Alors qu’en France, les Prussiens encerclent et bombardent Paris, les autorités tentent de retarder le déclenchement des hostilités qui leur paraissent inéluctables. « Calmer les surexcitations d’où qu’elles vinssent, empêcher les coups de fusil entre les tribus, conserver précieusement les sympathies et le concours de toutes les personnalités dont l’influence sur les masses pouvait suppléer à la force qui nous manquait, telle pouvait être alors la seule politique pratique et raisonnable », écrit Louis Rinn. Le 14 mars, alors que les Français ont capitulé face aux Allemands, Mohamed Mokrani écrit aux autorités militaires :
« Je m’apprête à vous combattre, que chacun prenne son fusil. »
C’est le signal du début de l’insurrection retenu par l’histoire.
« La répression fut terrible »
Le soulèvement se répand dans tout le pays, jusque dans le désert, et durera un an. La majeure partie du Constantinois, la Kabylie et quelques tribus de l’Oranie – en tout le tiers de la population algérienne – y prennent part, en plusieurs vagues. La plus forte déferle en avril après que la puissante confrérie religieuse des Rahmanya, dont le chef est le cheikh El-Haddad, a répondu à l’appel de Mokrani. Celui-ci est tué au combat le 5 mai, laissant la direction de l’insurrection à son frère Bou Mezrag, qui s’engage à suivre sa voie. La révolte s’éteint le 20 janvier 1872. « La répression fut terrible, et pour beaucoup, hors de proportion avec la culpabilité, écrit encore Louis Rinn. L’insurrection de 1871 n’a été ni la révolte de l’opprimé contre l’oppresseur, ni la revendication d’une nationalité, ni une guerre de religion, ni une guerre de race : elle n’a été que le soulèvement politique de quelques nobles mécontents. » Il oubliait l’essentiel : la volonté commune de chasser l’envahisseur a été l’âme de ces révoltes.

══════════

_Exercices_.
1: Répondez à ces questions sur le texte consacré à l'insurrection de 1871 :
(a) Qui prend la direction de l'insurrection après la mort de Mohamed Mokrani ?
(b) À quelle date la révolte s'éteint-elle ?
(c) Quelle part de la population algérienne prend part au soulèvement ?
2: Poursuivez le texte sur l'insurrection de 1871 à partir de sa dernière phrase.
Les enregistrements proviennent d'une autre source que l'extrait.

══════════

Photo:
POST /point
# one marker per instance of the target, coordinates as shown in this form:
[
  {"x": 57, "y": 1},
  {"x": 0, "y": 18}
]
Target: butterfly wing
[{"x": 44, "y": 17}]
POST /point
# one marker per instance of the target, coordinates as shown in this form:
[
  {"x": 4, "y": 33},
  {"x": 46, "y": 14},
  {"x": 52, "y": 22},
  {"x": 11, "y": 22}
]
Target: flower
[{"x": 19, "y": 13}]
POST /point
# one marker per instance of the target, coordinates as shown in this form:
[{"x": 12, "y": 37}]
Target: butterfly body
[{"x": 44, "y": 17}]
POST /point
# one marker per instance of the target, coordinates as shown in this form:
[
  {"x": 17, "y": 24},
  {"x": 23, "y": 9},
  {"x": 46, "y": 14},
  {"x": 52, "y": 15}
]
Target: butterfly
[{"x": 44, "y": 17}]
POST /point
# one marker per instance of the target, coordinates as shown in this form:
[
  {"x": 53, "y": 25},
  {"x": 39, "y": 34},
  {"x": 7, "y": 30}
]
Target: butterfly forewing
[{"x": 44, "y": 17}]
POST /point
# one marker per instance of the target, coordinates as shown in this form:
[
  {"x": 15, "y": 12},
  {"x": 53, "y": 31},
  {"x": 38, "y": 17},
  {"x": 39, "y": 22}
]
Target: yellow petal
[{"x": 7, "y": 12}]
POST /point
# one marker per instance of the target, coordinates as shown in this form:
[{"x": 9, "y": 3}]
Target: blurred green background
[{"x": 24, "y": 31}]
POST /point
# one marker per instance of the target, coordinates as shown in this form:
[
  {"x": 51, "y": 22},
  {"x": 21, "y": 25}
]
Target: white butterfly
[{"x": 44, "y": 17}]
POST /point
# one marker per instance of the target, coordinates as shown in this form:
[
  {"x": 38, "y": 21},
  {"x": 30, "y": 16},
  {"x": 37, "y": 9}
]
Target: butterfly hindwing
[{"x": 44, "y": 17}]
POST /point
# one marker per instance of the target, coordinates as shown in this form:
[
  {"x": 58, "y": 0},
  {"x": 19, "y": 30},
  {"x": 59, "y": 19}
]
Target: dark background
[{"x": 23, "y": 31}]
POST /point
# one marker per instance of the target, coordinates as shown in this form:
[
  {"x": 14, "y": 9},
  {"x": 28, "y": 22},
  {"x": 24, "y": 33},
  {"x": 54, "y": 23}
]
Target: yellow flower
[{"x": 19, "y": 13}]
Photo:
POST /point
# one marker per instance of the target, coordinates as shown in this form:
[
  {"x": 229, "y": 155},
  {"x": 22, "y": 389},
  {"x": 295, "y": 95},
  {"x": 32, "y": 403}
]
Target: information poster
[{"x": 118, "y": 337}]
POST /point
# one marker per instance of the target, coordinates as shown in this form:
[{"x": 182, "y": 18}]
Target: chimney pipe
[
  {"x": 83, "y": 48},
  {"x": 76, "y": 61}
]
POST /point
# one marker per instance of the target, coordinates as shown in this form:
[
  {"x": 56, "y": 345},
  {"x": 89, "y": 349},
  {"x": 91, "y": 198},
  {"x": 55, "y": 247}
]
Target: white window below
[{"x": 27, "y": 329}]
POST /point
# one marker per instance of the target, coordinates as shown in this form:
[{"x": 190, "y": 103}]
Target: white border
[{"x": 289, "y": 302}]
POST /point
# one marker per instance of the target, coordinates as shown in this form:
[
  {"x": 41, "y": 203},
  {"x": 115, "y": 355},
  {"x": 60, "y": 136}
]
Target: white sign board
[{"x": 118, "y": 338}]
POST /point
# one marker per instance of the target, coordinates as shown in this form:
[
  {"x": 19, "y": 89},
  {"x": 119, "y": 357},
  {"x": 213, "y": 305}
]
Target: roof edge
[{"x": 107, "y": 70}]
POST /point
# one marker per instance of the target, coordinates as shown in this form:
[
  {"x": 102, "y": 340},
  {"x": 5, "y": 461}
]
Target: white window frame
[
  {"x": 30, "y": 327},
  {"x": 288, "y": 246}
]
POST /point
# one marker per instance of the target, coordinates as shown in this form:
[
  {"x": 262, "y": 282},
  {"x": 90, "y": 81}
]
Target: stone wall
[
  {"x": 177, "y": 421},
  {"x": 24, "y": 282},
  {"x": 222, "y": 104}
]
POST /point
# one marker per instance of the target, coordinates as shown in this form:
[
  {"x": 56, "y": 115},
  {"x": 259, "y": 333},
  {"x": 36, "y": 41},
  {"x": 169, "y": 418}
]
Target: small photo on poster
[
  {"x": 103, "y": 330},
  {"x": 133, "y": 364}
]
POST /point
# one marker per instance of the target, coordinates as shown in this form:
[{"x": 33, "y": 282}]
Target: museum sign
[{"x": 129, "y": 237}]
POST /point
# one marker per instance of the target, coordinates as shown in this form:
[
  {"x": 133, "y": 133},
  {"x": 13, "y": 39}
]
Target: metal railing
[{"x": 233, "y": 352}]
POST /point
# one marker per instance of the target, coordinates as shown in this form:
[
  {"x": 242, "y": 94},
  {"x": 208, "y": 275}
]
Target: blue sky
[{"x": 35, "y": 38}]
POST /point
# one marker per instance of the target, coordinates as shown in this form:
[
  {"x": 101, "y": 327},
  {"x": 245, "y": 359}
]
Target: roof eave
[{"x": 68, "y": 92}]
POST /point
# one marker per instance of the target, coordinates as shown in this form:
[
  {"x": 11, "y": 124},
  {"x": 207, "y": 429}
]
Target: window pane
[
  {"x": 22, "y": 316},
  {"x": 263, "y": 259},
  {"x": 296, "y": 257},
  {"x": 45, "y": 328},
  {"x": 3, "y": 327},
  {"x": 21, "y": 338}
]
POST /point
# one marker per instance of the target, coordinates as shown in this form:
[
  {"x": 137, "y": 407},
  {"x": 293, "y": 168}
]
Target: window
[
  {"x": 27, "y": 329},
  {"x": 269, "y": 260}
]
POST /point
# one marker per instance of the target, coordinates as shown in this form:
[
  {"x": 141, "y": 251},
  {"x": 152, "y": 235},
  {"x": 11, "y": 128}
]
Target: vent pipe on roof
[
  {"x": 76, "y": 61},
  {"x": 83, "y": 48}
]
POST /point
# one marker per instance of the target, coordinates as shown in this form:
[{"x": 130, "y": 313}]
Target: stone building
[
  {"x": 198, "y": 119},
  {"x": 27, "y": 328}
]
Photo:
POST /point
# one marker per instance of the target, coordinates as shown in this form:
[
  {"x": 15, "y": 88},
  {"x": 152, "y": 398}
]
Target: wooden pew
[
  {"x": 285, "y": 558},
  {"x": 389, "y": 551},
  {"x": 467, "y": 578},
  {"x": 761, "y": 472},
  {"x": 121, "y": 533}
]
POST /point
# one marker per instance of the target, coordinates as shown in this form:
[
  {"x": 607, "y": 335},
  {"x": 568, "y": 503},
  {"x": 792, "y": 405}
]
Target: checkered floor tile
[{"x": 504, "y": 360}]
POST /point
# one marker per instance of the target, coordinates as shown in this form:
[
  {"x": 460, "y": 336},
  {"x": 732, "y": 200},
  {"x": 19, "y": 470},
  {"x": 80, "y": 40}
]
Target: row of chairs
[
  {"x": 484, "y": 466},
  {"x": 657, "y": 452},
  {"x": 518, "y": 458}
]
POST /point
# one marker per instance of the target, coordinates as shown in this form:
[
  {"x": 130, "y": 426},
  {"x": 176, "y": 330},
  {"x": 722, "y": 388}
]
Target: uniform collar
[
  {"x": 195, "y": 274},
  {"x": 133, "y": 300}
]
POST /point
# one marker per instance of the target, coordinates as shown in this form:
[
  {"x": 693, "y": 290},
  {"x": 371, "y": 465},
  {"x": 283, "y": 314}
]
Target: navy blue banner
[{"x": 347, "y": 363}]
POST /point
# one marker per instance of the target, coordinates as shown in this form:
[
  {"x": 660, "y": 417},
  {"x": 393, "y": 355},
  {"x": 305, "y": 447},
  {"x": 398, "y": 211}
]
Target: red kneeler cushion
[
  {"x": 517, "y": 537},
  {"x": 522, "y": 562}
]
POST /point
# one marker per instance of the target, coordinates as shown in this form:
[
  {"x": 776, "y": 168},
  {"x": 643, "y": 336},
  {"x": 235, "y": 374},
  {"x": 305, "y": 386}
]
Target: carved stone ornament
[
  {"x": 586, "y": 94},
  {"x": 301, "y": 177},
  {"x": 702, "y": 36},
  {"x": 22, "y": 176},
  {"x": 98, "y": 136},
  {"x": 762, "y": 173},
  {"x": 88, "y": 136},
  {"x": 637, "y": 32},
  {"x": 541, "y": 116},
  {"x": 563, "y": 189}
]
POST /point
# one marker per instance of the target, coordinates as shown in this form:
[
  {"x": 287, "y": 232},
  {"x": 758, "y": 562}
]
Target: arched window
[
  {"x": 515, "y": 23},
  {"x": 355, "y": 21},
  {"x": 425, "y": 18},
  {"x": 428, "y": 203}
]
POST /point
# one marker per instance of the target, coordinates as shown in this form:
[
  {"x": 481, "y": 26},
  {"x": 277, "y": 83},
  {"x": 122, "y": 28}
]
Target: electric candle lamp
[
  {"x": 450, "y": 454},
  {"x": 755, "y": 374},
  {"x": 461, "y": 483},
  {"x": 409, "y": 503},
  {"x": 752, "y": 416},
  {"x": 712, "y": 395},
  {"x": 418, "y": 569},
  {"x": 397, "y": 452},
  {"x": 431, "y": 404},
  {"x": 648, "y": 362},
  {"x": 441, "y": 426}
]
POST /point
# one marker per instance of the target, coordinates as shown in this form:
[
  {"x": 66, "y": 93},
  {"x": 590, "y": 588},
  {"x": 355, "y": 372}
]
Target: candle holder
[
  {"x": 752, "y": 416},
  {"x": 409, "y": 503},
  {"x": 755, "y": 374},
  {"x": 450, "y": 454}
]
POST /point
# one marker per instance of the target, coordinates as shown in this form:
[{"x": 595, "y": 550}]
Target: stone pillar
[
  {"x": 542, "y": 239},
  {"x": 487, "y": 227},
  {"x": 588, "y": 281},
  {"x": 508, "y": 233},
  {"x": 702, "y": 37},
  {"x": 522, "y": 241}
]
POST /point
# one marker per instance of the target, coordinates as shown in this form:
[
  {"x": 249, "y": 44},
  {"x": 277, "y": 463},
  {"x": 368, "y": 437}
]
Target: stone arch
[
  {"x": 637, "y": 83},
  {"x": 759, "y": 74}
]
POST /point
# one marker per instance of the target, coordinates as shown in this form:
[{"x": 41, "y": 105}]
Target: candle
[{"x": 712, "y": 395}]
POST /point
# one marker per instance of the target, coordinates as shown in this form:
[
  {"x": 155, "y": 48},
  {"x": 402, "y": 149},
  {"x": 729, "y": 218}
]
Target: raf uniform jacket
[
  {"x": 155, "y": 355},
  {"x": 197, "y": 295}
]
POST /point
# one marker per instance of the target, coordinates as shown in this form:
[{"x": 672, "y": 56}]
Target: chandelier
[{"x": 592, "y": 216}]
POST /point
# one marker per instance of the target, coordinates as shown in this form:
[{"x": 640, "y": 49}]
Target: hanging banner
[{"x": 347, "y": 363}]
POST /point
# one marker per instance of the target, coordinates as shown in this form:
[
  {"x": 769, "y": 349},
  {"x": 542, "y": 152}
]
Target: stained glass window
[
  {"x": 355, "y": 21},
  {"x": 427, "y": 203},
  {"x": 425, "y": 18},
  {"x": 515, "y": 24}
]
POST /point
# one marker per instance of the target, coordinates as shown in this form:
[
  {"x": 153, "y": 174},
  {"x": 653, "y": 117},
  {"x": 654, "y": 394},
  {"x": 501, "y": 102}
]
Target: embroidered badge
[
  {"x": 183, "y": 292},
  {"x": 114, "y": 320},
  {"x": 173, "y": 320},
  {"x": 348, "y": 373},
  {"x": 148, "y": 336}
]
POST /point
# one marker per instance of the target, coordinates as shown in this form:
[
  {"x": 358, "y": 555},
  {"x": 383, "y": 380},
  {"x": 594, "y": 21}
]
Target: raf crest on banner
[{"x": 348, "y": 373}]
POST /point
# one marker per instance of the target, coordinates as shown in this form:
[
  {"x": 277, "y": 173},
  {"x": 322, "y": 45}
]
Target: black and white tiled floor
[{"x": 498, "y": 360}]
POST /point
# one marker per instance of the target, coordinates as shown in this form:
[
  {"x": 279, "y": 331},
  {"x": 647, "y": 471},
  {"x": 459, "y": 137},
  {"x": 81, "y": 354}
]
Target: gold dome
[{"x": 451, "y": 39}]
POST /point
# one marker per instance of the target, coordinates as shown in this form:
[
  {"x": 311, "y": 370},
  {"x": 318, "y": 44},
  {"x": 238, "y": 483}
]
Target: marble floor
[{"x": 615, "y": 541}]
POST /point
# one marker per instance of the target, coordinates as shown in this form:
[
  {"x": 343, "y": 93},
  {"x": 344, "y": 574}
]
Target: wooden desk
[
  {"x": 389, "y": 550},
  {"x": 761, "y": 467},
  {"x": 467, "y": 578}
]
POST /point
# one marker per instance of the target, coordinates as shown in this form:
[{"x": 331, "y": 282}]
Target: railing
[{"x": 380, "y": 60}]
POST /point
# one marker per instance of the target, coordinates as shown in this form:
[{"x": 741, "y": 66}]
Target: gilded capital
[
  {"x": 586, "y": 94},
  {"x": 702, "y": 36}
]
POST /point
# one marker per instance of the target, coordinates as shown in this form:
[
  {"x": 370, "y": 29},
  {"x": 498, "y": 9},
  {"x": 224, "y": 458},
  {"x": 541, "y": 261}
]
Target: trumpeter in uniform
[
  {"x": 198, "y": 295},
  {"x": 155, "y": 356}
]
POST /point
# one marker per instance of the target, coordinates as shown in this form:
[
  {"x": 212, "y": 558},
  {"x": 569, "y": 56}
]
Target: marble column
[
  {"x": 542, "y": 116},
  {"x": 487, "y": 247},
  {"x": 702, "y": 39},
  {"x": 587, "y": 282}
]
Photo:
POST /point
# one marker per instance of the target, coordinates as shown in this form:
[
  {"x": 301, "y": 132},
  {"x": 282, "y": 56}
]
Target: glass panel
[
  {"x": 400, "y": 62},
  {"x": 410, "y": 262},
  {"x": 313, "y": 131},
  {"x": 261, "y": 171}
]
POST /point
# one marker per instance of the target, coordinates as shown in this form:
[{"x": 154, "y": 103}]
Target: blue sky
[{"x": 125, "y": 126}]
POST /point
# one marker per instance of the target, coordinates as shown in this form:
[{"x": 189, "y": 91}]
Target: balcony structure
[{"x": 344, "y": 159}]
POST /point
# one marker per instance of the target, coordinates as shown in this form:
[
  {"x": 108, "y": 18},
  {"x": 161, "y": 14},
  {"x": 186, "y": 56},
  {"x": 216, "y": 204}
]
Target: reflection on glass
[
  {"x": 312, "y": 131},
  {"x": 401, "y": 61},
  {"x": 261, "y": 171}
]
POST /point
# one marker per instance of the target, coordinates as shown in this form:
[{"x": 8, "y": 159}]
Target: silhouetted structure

══════════

_Corrigé_.
1:
(a) Son frère, Bou Mezrag.
(b) Le 20 janvier 1872.
(c) Le tiers de la population algérienne.

2:
Les instigateurs de l’insurrection, dont Bou Mezrag Mokrani, sont jugés au cours de grands procès. Grâce à la loi du 30 mai 1854, le second Empire a créé des colonies pénitentiaires en Guyane et en Nouvelle-Calédonie. Ces terres lointaines ont le triple avantage d’éloigner une population jugée dangereuse, de limiter les possibilités d’évasion et d’utiliser, dans le cadre des travaux forcés, une main-d’œuvre peu coûteuse pour développer les terres coloniales. Linda Amiri, maître de conférences en histoire contemporaine à l’université de Guyane, explique :
« Le bagne doit être rentable. En Nouvelle-Calédonie, où les conditions de vie sont moins difficiles qu’à Cayenne, on envoie les prisonniers politiques, qui pour beaucoup appartiennent aux élites. »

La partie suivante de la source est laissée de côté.